(Beginning of DATASET RECORDS)
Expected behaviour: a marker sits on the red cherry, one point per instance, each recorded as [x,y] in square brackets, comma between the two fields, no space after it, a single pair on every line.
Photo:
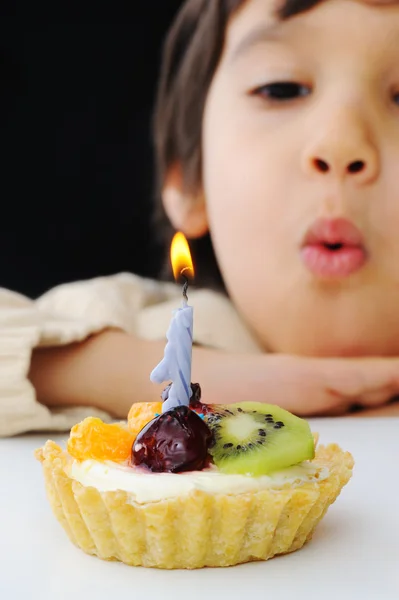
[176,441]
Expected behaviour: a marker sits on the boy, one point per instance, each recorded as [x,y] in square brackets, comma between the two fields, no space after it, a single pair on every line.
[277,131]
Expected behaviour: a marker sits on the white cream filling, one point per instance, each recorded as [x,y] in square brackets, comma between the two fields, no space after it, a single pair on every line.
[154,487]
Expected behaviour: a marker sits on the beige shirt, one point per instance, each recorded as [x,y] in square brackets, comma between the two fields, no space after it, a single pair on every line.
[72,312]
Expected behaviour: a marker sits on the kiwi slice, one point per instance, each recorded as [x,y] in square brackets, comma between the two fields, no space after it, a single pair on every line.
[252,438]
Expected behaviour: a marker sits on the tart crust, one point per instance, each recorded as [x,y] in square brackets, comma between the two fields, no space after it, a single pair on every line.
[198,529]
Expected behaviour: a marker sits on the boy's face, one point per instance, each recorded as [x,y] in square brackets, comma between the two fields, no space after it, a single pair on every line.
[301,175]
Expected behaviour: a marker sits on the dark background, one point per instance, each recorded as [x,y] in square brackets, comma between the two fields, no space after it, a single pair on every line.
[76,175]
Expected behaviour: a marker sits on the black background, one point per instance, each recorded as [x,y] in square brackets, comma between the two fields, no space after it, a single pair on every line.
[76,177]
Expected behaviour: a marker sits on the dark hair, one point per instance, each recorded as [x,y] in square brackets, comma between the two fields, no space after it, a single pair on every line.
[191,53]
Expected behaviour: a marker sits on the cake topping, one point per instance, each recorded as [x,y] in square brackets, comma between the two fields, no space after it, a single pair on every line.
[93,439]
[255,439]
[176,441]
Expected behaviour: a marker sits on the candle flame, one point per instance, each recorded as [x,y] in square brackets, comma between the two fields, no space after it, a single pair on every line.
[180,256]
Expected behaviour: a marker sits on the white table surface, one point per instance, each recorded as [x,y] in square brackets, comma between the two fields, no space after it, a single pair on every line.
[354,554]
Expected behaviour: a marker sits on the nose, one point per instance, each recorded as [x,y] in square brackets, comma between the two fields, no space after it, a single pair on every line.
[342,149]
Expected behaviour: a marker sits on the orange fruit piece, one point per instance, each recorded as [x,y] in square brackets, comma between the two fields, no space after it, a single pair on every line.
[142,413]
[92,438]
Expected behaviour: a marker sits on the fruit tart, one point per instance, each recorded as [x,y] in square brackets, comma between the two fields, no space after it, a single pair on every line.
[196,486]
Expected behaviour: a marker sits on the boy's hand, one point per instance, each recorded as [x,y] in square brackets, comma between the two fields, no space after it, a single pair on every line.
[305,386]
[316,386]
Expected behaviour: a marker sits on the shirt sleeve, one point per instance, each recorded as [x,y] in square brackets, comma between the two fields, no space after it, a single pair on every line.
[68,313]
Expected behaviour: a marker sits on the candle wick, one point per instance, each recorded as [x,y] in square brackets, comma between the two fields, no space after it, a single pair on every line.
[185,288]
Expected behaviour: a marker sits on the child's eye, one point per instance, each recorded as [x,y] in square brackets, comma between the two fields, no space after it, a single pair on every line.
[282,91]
(End of DATASET RECORDS)
THE PROBLEM. Copy each of the entries above precisely, and drop whatever pictures they hold.

REPLY.
Expected behaviour: a marker sits on the red cherry, one point per instance, each recorded as [x,y] in square brackets, comma between the two fields, no space after it, a single pair on every line.
Photo:
[176,441]
Expected behaviour: a marker sits on the boy, one point per instance, each recorded as [x,y] in square brackets, comma between the two fields, no space after it, a single pair on every line.
[277,131]
Expected behaviour: a marker sits on the white cream filling, one point per instance, each recorded as [x,y] in square brackets, comma between the two fields, no space after it, a single pair on every line.
[154,487]
Expected behaviour: a marker sits on the beige shirt, one point per instance, each recorded as [x,y] in square brackets, comma between the two fields, no space after it, a single pair on every line.
[72,312]
Expected behaviour: a marker sits on the kiwi slice, one point per instance, each recorded as [x,y] in square brackets, comma between the two fields, no space after it, a single pair on every line.
[252,438]
Expected behaviour: a marker sits on the tart crust, one point per instance, each recorded as [x,y] in square brackets, comma between the two fields, no space after it, a single pair on every line.
[198,529]
Expected behaviour: a marker sits on the boy's face, one point per instance, each recorded as [x,y] in square brackets, comma between the two fields, no space after it, a single pair on every line.
[301,175]
Expected behaviour: a marker sits on the dark background, one point per instance, each recorded as [x,y] in square brackets, comma between the two fields, no space after it, a single pair on every line.
[76,175]
Expected behaviour: a marker sits on the black background, one point per instance, each recorded as [x,y] in square brackets, comma between the two fields, no space after it, a single pair on every line.
[76,177]
Expected behaviour: a marker sits on the dark hair, one point per instance, each recorded as [x,y] in square brackets, comma between the two fields, no space after it, a single pair on every line.
[191,53]
Expected behaviour: a marker sits on the cake topping, one point per instance, each recorded as [x,y] in square brackets, comma between the two fields, no space after it, a single pair on every line.
[93,439]
[255,439]
[176,441]
Expected behaviour: a marker sits on the candle flame, one point per instance, each recorded as [x,y] in square brackets, comma between the two fields, no space after it, a single pair on every line.
[180,256]
Expected behaviour: a marker sits on the white table surface, one point per instance, each recorded as [x,y] in square brackets, comma between the two fields, no space after it, a single pair on every line.
[354,554]
Expected behaviour: a marker sits on the nose, one point per instance, each recorded as [x,y] in square brackets, comma between the two fields, no space after it, a single pair on every line.
[342,149]
Expected behaviour: a marker sits on the orange fruit piece, one point per instance, each recorded as [x,y] in square brackets, comma between the two fields, no space after it, a single pair on every line.
[142,413]
[92,438]
Expected behaviour: a marker sits on the fruit tart, one point per instance, each recorded as [x,y] in square brackets, comma between the two fields, no space after it, a single pair on every line.
[196,486]
Expected behaviour: a marker sits on the boy's hand, one point per instance, each recorded as [x,y] in square brackets, comma between the two fields, no space after it, a single pair on every line.
[305,386]
[316,386]
Expected behaviour: a marker sits on the shirt sleeve, one point per instance, each recorded as [x,y] in square brackets, comma between the two fields, no space after it, a single pair on every line.
[68,313]
Expected behaviour: a marker sits on the candle wick, one point per instance, each recorded as [x,y] in square brackets, comma between the two fields, no space after it, a single pair on every line.
[185,288]
Expected behaviour: a marker sits on the child's eye, one point per instance, each recorded as [x,y] in square brackets, comma between the two fields, no space after it, a single pair on every line.
[282,91]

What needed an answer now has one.